::: Source extract
U.P.S.R.T.C. Ltd. Vs. Sarada Prasad Misra & Anr.
(Arising out of Special Leave Petition (Civil) No. 1053 of 2004)
(From the Final Judgment and Order dated 8.7.2003 of the High Court of judicature at Allahabad in C.M.W.P. No. 4084 of 1985)
(Arising out of Special Leave Petition (Civil) No. 1053 of 2004)
(From the Final Judgment and Order dated 8.7.2003 of the High Court of judicature at Allahabad in C.M.W.P. No. 4084 of 1985)
Mr. Pawan Kumar Bahl, Mr. Harish Kumar, Mr. Goodwill Indeevar, Advocates for the Respondents.
U.P. Industrial Disputes Act, 1947
Sections 2A – Retrenchment – Conditions precedent – Reinstatement with back wages – Period for which back wages payable – State Transport Corporation appointing conductor purely on temporary basis in 1973 – Services ultimately dispensed with in 1975 on payment of one month’s salary in lieu of notice – Conductor accepting the same without protest – After about seven years conductor raising an industrial dispute that his termination without following the provisions of the 1947 Act was illegal – In 1984 Labour Court making an award directing reinstatement with full back wages -High Court by interim order passed in March 1985 staying the award – Interim order modified in February 1988 by directing reinstatement with 50 per cent back wages – Conductor reinstated immediately thereafter – Whether back wages payable from 1975 when his services were terminated. Held ends of justice would be met if the workman is allowed back wages to the extent of 50 per cent from the date of the award till he was reinstated.
Admittedly, the order of termination was passed on September 6, 1975. Admittedly, an application was made to the Conciliation Officer, Allahabad by the workman on July 17, 1982, that is, after about seven years from the date of termination. In the circumstances, therefore, the Corporation is justified in raising legitimate objection as regards payment of wages for the said period. Since the respondent had invoked jurisdiction of labour forum after seven years, it would not be appropriate to direct the appellant-Corporation to pay wages for the intervening period. (Para 8)
::::::
::: Given records
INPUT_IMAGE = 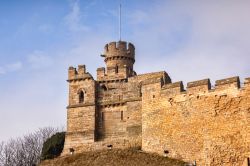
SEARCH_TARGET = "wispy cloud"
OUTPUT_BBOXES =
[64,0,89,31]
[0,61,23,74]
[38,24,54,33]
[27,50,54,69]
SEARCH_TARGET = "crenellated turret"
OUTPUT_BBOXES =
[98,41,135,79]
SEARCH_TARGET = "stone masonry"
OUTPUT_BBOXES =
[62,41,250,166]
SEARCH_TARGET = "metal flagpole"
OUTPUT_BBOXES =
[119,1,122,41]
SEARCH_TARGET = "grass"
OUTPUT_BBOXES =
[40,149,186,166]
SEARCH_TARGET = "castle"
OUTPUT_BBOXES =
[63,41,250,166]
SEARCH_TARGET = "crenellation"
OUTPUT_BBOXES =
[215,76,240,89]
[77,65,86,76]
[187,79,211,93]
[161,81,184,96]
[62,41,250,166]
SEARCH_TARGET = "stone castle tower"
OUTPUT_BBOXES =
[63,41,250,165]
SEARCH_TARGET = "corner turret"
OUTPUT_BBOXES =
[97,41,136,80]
::::::
::: Given records
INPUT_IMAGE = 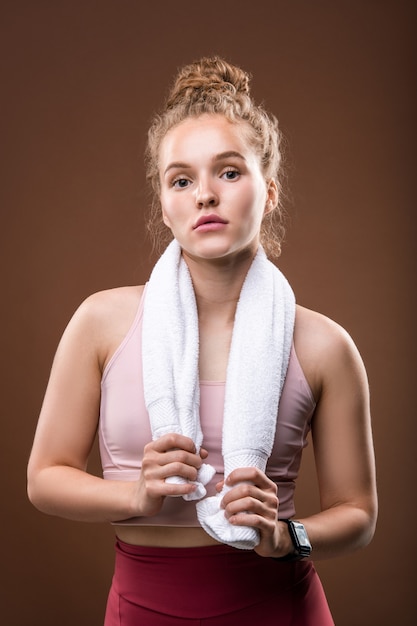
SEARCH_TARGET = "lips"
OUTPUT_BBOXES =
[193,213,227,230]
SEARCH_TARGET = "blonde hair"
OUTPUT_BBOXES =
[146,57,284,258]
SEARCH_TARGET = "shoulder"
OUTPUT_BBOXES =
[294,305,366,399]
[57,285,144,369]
::::::
Exercise goal -> Name every advocate the court case summary lists as appearing for the respondents.

Final answer -> Mr. Pawan Kumar Bahl, Mr. Harish Kumar, Mr. Goodwill Indeevar